The Singapore government offers a great number of loans, grants and subsidies in addition to non-financial help. Loans can be used to buy fixed assets, finance overseas projects, expand your business or get working capital. Grants offer funding to embark on productivity/process improvement projects, train staff, develop new products, increase business capabilities, undertake R&D, protect your intellectual property, venture overseas and more. You can get tax incentives or exemptions to reduce operating costs, and apply for equity financing to raise funds by selling a portion of your business to investors through dollar-matching and co-investment schemes. Non-financial assistance includes getting help to secure a premise, improving your operations or training staff among other aspects of expanding your business.
Websites such as Enterprise One have comprehensive lists and details of the availability and eligibility of such government aid.

Set task A
According to the text on Singapore government business aid, which website has comprehensive lists of the availability and eligibility of such aid?

Provided data
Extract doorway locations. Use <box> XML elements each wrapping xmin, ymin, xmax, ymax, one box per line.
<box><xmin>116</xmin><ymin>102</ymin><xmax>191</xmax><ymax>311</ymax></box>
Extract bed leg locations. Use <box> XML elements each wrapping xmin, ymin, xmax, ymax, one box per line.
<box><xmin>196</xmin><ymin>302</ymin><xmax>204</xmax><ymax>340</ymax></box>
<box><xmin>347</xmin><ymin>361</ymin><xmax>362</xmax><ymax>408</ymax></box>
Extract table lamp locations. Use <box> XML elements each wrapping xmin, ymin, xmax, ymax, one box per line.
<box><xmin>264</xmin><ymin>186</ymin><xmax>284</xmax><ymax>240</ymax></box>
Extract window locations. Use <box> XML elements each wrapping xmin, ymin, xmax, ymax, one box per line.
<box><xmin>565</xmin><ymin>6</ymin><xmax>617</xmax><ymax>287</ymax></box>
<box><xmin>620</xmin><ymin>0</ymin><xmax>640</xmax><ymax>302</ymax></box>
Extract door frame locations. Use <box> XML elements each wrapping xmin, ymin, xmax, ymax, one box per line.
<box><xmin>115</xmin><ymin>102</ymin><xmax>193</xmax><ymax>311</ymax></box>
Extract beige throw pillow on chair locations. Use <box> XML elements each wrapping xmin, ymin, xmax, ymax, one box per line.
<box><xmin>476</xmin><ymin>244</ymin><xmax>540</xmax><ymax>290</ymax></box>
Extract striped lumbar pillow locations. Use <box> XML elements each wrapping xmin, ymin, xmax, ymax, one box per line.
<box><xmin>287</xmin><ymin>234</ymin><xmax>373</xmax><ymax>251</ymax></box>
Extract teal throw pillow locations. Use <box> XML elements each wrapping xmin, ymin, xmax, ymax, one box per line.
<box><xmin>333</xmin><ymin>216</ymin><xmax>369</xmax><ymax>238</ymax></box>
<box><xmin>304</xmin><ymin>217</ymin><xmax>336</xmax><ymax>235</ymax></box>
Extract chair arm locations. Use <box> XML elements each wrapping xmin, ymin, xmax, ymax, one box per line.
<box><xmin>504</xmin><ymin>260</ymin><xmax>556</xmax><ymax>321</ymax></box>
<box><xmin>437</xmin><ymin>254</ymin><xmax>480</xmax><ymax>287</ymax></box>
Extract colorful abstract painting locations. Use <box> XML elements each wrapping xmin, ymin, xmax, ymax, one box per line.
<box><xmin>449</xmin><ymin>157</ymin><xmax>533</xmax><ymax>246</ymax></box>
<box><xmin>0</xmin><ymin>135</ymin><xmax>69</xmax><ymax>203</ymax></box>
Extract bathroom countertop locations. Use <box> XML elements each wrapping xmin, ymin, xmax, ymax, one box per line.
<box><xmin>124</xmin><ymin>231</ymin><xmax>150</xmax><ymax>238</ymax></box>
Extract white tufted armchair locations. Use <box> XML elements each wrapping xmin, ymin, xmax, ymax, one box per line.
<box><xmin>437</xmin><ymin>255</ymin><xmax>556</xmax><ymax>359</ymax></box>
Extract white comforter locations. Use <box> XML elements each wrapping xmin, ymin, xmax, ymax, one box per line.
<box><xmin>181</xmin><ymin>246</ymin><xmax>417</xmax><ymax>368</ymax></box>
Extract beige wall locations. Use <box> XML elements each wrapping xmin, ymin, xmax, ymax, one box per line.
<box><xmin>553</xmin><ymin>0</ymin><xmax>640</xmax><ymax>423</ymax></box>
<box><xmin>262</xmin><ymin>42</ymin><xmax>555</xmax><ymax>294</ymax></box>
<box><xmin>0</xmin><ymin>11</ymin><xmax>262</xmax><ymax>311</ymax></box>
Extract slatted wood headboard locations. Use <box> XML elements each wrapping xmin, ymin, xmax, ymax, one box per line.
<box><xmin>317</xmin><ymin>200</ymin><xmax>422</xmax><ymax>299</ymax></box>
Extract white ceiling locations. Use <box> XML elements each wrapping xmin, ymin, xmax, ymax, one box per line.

Set task B
Rescale the records, starting with the line that contains "Extract white tufted" and going on through the end of the records. Write out only those lines, requests included, with every box coordinate in the answers multiplied by 2.45 and rounded to a whole number, halves rounded up.

Final result A
Enterprise One

Final result B
Extract white tufted armchair locations. Use <box> XML elements each wrapping xmin, ymin, xmax, ymax, one box per line.
<box><xmin>1071</xmin><ymin>625</ymin><xmax>1362</xmax><ymax>880</ymax></box>
Extract white comforter locations. Use <box> XML elements each wrapping xmin, ymin, xmax, ymax, one box per line.
<box><xmin>443</xmin><ymin>603</ymin><xmax>1022</xmax><ymax>902</ymax></box>
Extract beige wall locations. Use <box> XML elements each wrapping xmin, ymin, xmax, ymax, one box per line.
<box><xmin>1355</xmin><ymin>0</ymin><xmax>1568</xmax><ymax>1036</ymax></box>
<box><xmin>642</xmin><ymin>103</ymin><xmax>1360</xmax><ymax>720</ymax></box>
<box><xmin>0</xmin><ymin>27</ymin><xmax>642</xmax><ymax>762</ymax></box>
Extract slatted wood headboard locations. Use <box> XML elements each wrapping xmin, ymin, xmax, ymax, one box per line.
<box><xmin>777</xmin><ymin>490</ymin><xmax>1034</xmax><ymax>733</ymax></box>
Extract white ceiling locations. Use <box> XML elements each wrapping xmin, ymin, xmax, ymax, one box per line.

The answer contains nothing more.